• Provided text:
Sunday, 2 August 2015

Managing behaviour in new environments

We often forget that many experiences for children are brand new ones or maybe ones that they have only experienced a few times before. I have watched parents in restaurants before, as an example, being totally exasperated at their toddlers behaviour, likely thinking to themselves, 'but little Bobby knows how to eat a meal at home'. Restaurants are a great example of a place in which a certain level of behaviour is expected of a child in order that everyone else in the restaurant doesn't want to leave! Fundamentally, your child probably* knows how to eat. They may or may not like eating, that is a separate matter! However, because little Bobby knows how to eat his meal at home (whether it is with a fork, or fingers, that really is neither here nor there) it doesn't mean that you can expect the same behaviour of him in a restaurant. Restaurants are sensory overload for little ones - with the hubbub of noise from other diners, to the noise of the kitchen should you be near it, different high chairs, a vast array of things to touch on the tables, different lighting.... and that is all before you have even got to the food! Asking a toddler to wait at the table, not only to order food but then for it to arrive at the table!? We really are asking an awful lot here!

• Excerpted data:
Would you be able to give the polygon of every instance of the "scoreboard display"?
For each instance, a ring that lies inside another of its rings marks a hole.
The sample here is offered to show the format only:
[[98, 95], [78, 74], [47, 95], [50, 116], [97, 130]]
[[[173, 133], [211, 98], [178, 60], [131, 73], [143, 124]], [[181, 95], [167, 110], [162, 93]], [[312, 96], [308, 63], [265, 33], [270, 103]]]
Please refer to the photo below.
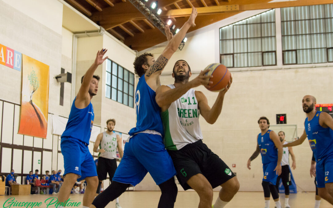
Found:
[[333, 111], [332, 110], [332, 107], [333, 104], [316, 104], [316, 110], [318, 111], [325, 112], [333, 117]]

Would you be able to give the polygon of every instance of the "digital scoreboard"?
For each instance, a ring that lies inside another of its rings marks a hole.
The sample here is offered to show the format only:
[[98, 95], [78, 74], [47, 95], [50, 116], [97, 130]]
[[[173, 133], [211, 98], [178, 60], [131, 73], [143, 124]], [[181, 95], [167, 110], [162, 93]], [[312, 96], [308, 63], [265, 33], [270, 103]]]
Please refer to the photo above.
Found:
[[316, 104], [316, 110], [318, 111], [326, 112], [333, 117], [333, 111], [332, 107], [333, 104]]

---

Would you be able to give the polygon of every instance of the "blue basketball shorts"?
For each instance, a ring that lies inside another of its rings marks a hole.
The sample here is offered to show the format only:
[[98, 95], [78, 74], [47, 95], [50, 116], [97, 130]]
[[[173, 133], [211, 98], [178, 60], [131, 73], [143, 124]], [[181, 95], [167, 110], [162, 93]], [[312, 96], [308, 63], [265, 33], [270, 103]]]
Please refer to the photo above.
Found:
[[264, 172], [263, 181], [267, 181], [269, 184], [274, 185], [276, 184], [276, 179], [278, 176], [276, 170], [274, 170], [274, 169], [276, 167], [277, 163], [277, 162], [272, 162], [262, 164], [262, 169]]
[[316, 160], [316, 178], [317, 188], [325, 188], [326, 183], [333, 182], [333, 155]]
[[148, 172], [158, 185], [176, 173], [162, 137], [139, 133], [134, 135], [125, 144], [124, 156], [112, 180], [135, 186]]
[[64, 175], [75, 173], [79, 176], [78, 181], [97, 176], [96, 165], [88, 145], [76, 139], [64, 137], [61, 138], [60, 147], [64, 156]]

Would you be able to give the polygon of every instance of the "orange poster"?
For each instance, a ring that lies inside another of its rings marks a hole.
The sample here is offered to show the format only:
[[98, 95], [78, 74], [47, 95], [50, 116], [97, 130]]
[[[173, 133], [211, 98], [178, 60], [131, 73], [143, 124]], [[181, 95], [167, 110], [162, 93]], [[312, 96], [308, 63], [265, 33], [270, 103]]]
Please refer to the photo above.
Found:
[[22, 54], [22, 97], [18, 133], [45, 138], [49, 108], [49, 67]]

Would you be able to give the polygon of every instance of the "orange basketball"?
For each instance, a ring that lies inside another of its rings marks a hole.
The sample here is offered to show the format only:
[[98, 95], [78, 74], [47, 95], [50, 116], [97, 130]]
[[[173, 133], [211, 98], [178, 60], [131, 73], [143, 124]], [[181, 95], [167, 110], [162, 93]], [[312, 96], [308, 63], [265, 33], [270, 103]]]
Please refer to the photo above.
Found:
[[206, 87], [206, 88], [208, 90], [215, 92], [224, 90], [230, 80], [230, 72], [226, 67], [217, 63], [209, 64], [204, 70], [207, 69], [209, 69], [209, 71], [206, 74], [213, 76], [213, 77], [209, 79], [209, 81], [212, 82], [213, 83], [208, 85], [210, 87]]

==

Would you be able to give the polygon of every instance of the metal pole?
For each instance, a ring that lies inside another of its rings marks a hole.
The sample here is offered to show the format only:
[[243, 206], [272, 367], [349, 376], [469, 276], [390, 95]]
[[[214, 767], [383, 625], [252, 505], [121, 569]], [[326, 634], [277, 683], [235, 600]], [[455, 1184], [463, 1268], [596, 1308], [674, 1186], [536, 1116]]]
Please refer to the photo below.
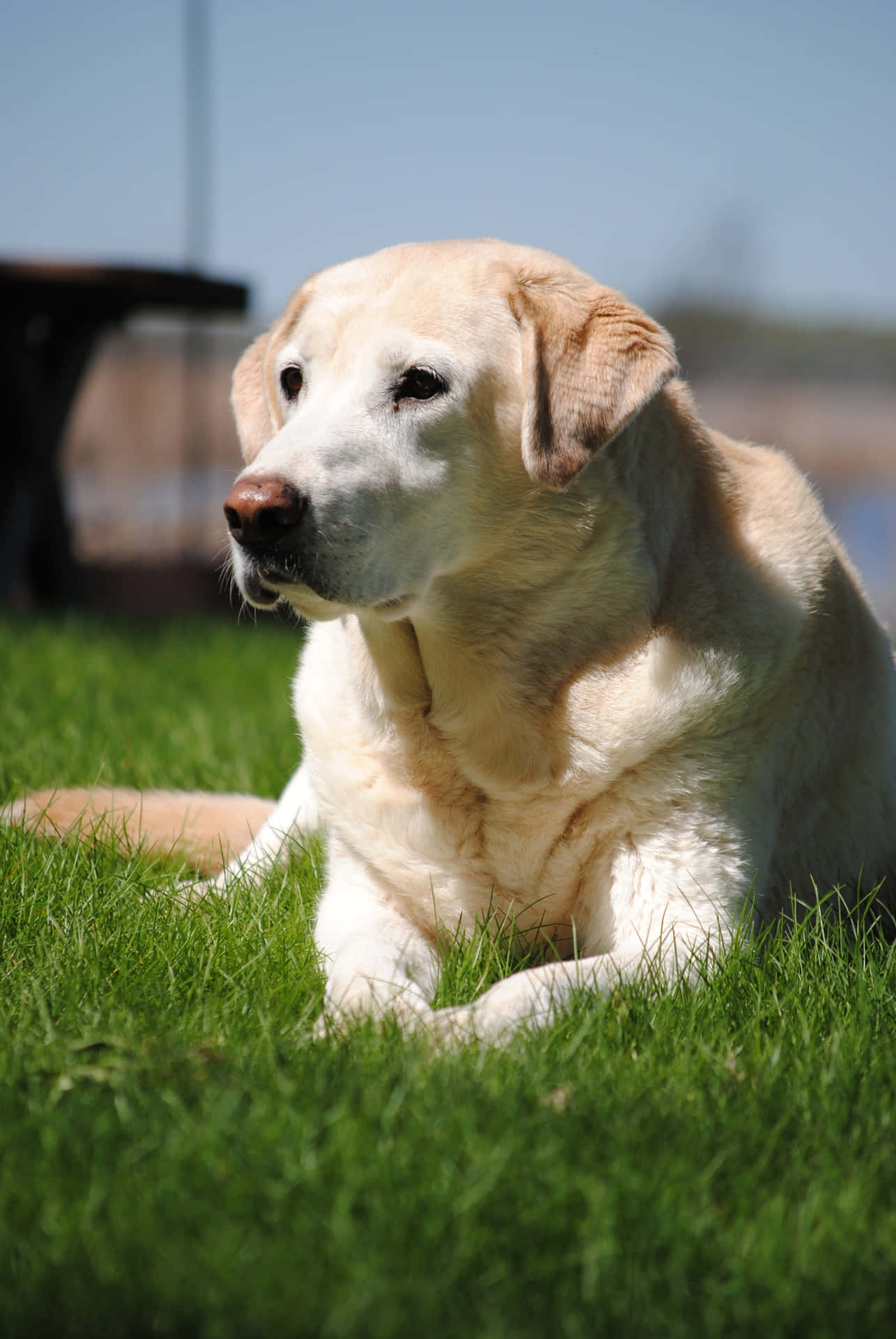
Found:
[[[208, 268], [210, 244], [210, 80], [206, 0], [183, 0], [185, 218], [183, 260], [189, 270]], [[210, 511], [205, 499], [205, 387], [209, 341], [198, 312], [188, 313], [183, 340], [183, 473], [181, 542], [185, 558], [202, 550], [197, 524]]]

• What to do:
a) Translate this sentence from the post on children's behavior in new environments into Spanish: "They may or may not like eating, that is a separate matter!"
b) Pick up the post on children's behavior in new environments after its last sentence and keep writing.
The items are separate from the post on children's behavior in new environments.

• Expected results:
a) Puede que les guste comer o puede que no, ¡ese es otro asunto!

b)
I find the key is communication.... and lots of distraction. Prepare your child for what is coming by talking to them about it, 'oh look this is a waiter, a waiter is someone who looks after us in the restaurant, he is going to ask us what we would like, maybe we could order you this, then he has to go and tell the chef....' etc etc etc....

Distraction between these moments is wonderful, so BE PREPARED! Bring crayons, bring cars, bring dolly, bring books, bring magazines (these I find to be most wonderful - they are like a new book to a child... that they are allowed to draw in.... that usually comes with some wonderfully naff toy that should entertain purely for the novelty of being new!)

This is also the time to fine tune your 'quiet but firm' voice. We all know you don't want to shout at your child in a restaurant (and we don't want you to either!) but sometimes, you have explained the child several times that they mustn't touch Daddy's wine glass or that you can't rip the menu or that you shouldn't stand in your high chair because it is dangerous (and then hopefully explained what dangerous means). I have found this voice to be a wonderful tool for all the children I have worked with and my own son, I also know it to be a favourite of teachers. It is the voice that is very quiet but the child knows you mean business. It is far less stressful for everyone than shouting and doesn't produce an uncomfortable or embarrassing environment for the child or anyone else around!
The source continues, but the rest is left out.